## TO BE DONE
Change every "mask" in the items below to "region" and give the items again with nothing else altered.

## INFORMATION SHOWN
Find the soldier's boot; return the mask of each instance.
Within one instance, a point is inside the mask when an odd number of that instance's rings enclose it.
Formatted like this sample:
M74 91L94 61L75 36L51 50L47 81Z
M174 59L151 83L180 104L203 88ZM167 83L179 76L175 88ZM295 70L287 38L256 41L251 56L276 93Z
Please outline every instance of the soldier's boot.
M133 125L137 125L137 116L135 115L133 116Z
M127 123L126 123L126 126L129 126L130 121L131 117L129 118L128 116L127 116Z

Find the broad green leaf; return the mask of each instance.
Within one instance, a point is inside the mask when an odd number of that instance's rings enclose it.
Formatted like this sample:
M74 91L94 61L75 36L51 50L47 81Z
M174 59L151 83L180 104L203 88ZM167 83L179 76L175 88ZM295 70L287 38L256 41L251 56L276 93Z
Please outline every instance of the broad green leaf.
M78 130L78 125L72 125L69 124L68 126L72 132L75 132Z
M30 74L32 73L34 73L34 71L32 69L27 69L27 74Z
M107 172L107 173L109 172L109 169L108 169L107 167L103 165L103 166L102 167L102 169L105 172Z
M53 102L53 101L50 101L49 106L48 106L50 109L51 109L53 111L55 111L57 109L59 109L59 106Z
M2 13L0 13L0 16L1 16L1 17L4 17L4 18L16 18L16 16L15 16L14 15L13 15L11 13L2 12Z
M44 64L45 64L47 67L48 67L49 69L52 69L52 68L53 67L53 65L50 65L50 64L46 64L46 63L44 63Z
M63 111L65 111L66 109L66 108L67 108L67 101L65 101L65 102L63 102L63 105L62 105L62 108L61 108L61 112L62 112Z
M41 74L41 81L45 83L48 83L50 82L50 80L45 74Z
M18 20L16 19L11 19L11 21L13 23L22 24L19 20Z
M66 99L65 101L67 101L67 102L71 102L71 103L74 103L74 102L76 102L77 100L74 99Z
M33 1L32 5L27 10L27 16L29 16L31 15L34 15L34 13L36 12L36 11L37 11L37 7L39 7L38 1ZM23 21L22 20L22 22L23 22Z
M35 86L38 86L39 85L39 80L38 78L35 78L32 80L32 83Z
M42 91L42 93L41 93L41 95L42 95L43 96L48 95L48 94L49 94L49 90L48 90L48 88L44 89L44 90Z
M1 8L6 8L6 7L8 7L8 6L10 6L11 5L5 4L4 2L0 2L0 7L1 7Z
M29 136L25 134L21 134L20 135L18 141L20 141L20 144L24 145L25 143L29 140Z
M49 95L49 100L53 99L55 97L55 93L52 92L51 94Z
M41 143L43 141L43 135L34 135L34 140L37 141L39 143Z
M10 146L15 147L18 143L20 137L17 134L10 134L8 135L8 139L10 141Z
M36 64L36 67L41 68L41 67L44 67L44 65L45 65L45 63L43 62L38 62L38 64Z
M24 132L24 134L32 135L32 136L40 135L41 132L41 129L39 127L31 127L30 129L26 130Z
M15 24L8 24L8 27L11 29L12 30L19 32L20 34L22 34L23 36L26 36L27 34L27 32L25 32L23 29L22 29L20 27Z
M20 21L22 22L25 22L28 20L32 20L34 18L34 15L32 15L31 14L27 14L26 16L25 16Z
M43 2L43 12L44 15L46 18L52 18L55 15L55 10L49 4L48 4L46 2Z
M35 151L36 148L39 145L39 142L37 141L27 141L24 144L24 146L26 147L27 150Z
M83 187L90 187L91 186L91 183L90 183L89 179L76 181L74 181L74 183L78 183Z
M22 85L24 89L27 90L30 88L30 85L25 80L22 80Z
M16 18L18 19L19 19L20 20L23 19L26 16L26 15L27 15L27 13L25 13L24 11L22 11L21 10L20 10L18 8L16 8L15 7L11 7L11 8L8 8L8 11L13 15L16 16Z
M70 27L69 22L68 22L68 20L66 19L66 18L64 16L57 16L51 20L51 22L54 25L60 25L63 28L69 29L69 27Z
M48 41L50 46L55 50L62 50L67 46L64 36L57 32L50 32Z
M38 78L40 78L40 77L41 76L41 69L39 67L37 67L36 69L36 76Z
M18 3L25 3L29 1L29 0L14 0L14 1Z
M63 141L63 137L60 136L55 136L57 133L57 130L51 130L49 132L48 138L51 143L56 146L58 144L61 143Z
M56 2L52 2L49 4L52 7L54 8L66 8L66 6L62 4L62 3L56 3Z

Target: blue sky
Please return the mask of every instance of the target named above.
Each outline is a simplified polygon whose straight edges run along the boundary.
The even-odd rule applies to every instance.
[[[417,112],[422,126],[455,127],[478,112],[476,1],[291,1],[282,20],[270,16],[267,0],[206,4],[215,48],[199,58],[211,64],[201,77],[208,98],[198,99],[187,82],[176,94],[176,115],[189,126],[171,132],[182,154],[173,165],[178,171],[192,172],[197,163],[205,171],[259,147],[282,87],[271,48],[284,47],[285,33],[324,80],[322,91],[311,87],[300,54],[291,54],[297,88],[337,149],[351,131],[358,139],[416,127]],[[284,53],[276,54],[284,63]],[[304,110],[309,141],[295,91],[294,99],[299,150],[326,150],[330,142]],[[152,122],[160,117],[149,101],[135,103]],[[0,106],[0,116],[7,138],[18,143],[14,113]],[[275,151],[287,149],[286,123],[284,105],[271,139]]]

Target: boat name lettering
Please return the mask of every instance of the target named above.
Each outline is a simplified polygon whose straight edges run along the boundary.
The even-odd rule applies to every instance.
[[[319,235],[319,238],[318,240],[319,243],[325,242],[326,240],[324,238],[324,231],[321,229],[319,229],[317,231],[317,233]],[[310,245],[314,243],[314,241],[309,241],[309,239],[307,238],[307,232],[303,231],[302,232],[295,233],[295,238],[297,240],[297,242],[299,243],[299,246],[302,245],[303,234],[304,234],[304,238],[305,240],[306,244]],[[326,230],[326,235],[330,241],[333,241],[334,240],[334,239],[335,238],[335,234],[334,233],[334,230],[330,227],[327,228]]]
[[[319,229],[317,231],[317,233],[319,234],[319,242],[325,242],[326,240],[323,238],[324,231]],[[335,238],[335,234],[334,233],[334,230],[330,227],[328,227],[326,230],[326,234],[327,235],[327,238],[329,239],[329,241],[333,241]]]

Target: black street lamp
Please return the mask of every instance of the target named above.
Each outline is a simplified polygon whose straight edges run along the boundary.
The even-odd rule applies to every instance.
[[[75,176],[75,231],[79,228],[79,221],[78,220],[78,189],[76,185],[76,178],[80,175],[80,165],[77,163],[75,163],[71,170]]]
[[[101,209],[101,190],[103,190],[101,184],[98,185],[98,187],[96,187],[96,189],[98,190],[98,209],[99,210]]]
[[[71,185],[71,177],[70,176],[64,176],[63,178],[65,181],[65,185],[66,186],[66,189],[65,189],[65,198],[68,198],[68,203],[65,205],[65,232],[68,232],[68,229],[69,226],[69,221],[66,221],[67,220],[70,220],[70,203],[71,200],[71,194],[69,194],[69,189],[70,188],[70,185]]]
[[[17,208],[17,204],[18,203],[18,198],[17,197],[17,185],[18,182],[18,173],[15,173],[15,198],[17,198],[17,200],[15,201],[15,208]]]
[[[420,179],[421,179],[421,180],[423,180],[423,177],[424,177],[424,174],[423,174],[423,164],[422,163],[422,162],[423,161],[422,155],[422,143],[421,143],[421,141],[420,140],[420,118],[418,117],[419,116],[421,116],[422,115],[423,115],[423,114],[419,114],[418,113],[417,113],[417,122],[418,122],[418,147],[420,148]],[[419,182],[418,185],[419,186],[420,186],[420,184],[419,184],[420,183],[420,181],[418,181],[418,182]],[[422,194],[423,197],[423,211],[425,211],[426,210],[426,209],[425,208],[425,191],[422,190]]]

## ANSWER TO THIS EXERCISE
Find the soldier's boot; return the region of each instance.
Within one instance, a point is inside the region when an odd number of that instance's rings enclose it.
Formatted like this sample:
M74 91L94 61L75 36L51 50L47 81Z
M174 59L151 83L180 104L203 88ZM167 83L179 76L175 88ZM295 70L287 38L256 41L251 56L276 93Z
Please outline every instance of the soldier's boot.
M133 125L137 125L137 116L135 115L133 116Z
M127 123L126 123L126 126L129 126L130 121L131 117L129 118L128 116L127 116Z

Find the broad green leaf; return the region of each instance.
Within one instance, a point is inside the region when an odd number of that instance's rings enclose it.
Formatted like this sample:
M74 91L94 61L75 36L51 50L47 81Z
M174 59L151 83L180 104L203 88ZM167 83L179 76L175 88ZM295 70L287 38L256 41L251 56L276 93Z
Please outline every instance of the broad green leaf.
M78 130L78 125L72 125L69 124L68 126L72 132L75 132Z
M30 74L32 73L34 73L34 71L32 69L27 69L27 74Z
M107 172L107 173L109 172L109 169L108 169L107 167L103 165L103 166L102 167L102 169L105 172Z
M53 102L53 101L50 101L49 106L48 106L50 109L51 109L53 111L55 111L57 109L59 109L59 106Z
M2 13L0 13L0 16L1 16L1 17L4 17L4 18L16 18L16 16L15 16L14 15L13 15L11 13L2 12Z
M44 64L45 64L47 67L48 67L49 69L52 69L52 68L53 67L53 65L50 65L50 64L46 64L46 63L44 63Z
M63 111L65 111L66 109L66 108L67 108L67 101L65 101L65 102L63 102L63 105L62 105L62 108L61 108L61 112L62 112Z
M41 74L41 81L45 83L48 83L50 82L50 80L45 74Z
M18 20L16 19L11 19L11 21L13 23L22 24L19 20Z
M66 99L65 101L67 101L67 102L71 102L71 103L74 103L74 102L76 102L77 100L74 99Z
M33 1L32 5L27 10L27 16L29 16L31 15L34 15L34 13L36 12L36 11L37 11L37 7L39 7L38 1ZM23 21L22 20L22 22L23 22Z
M35 86L38 86L39 85L39 80L38 78L35 78L32 80L32 83Z
M42 91L42 93L41 93L41 95L42 95L43 96L48 95L48 94L49 94L49 90L48 90L48 88L44 89L44 90Z
M1 8L6 8L6 7L8 7L8 6L10 6L11 5L5 4L4 2L0 2L0 7L1 7Z
M29 136L25 134L21 134L20 135L18 141L20 141L20 144L24 145L25 143L29 140Z
M49 95L49 100L53 99L55 97L55 93L52 92L51 94Z
M41 143L43 141L43 135L34 135L34 140L37 141L39 143Z
M10 146L15 147L18 143L20 137L17 134L10 134L8 135L8 139L10 141Z
M36 64L36 67L41 68L41 67L44 67L44 65L45 65L45 63L43 62L38 62L38 64Z
M24 132L24 134L32 135L32 136L40 135L41 132L41 129L39 127L31 127L30 129L26 130Z
M15 24L8 24L8 27L11 29L12 30L19 32L20 34L22 34L23 36L26 36L27 34L27 32L25 32L23 29L22 29L20 27Z
M20 21L22 22L25 22L28 20L32 20L34 18L34 15L32 15L31 14L27 14L26 16L25 16Z
M43 2L43 12L44 15L46 18L52 18L55 15L55 10L49 4L48 4L46 2Z
M35 151L36 148L39 145L39 142L37 141L27 141L24 144L24 146L26 147L27 150Z
M83 187L90 187L91 186L91 183L90 183L89 179L76 181L74 181L74 183L78 183Z
M22 85L24 89L27 90L30 88L30 85L25 80L22 80Z
M16 18L18 19L19 19L20 20L23 19L26 16L26 15L27 15L27 13L25 13L24 11L22 11L21 10L20 10L18 8L16 8L15 7L11 7L11 8L8 8L8 11L13 15L16 16Z
M70 27L69 22L68 22L68 20L66 19L66 18L64 16L57 16L51 20L51 22L54 25L60 25L63 28L69 29L69 27Z
M48 41L50 46L55 50L62 50L67 46L64 36L57 32L50 32Z
M38 78L40 78L40 77L41 76L41 69L39 67L37 67L36 69L36 76Z
M18 3L25 3L29 1L29 0L14 0L14 1Z
M63 141L63 137L60 136L55 136L57 133L57 130L51 130L49 132L48 138L51 143L56 146L58 144L61 143Z
M56 2L52 2L49 4L52 7L54 8L66 8L66 6L62 4L62 3L56 3Z

Target: blue sky
Please return the region of every instance of the target named above.
Each outline is a simplified polygon whose straight edges run along the boundary.
The even-odd rule applies to every instance.
[[[417,112],[422,126],[455,127],[478,112],[476,1],[291,1],[282,20],[270,16],[267,0],[206,4],[215,48],[199,58],[211,64],[201,77],[208,98],[198,99],[187,82],[176,94],[176,115],[189,126],[171,132],[182,154],[173,165],[178,171],[192,172],[197,163],[205,171],[259,147],[282,87],[271,48],[284,47],[285,33],[324,80],[322,91],[311,87],[300,54],[291,54],[297,88],[337,149],[351,131],[358,139],[416,127]],[[284,53],[276,54],[284,63]],[[304,110],[309,141],[295,91],[294,99],[299,150],[326,150],[330,142]],[[152,122],[160,117],[149,101],[135,103]],[[0,106],[0,116],[7,138],[18,143],[14,113]],[[275,151],[287,149],[286,123],[284,105],[271,139]]]

Target: boat name lettering
Please return the region of every instance of the target named above.
Each outline is a simplified polygon whose straight edges run along the boundary.
The even-odd rule applies to every instance.
[[[319,235],[319,238],[318,240],[319,243],[325,242],[326,240],[324,238],[324,231],[321,229],[319,229],[317,231],[317,233]],[[310,245],[314,243],[314,241],[309,241],[309,239],[307,238],[307,232],[303,231],[302,232],[295,233],[295,238],[297,240],[297,242],[299,243],[299,246],[302,245],[303,234],[304,234],[304,238],[305,240],[306,244]],[[326,230],[326,235],[330,241],[333,241],[334,240],[334,239],[335,238],[335,234],[334,233],[334,230],[330,227],[327,228]]]
[[[319,229],[317,231],[317,233],[319,234],[319,242],[325,242],[326,240],[323,238],[324,231]],[[335,238],[335,234],[334,233],[334,230],[330,227],[328,227],[326,230],[326,234],[327,235],[327,238],[329,239],[329,241],[333,241]]]

Target: black street lamp
Please return the region of every instance of the target named above.
Each outline is a simplified polygon whose straight edges run along the boundary.
The even-odd rule applies to every instance.
[[[75,176],[75,231],[79,228],[79,221],[78,220],[78,189],[76,185],[76,178],[80,175],[80,165],[77,163],[75,163],[71,170]]]
[[[101,209],[101,190],[103,190],[101,184],[98,185],[98,187],[96,187],[96,189],[98,190],[98,209],[99,210]]]
[[[71,185],[71,177],[70,176],[64,176],[63,178],[65,181],[65,185],[66,186],[66,189],[65,189],[65,198],[68,198],[68,203],[65,205],[65,232],[68,232],[68,229],[69,226],[69,221],[66,221],[67,220],[70,220],[70,203],[71,200],[71,194],[69,194],[69,189],[70,188],[70,185]]]
[[[17,208],[17,204],[18,203],[18,198],[17,197],[17,185],[18,182],[18,173],[15,173],[15,198],[17,198],[17,200],[15,201],[15,208]]]
[[[420,179],[421,179],[421,180],[423,180],[423,177],[424,177],[424,174],[423,174],[423,164],[422,163],[422,162],[423,161],[422,155],[422,143],[421,143],[421,141],[420,140],[420,118],[418,117],[419,116],[421,116],[422,115],[423,115],[423,114],[419,114],[418,113],[417,113],[417,122],[418,122],[418,147],[420,148]],[[419,182],[418,185],[419,186],[420,186],[420,184],[419,184],[420,183],[420,181],[418,181],[418,182]],[[422,194],[423,197],[423,211],[425,211],[426,210],[426,209],[425,208],[425,191],[422,190]]]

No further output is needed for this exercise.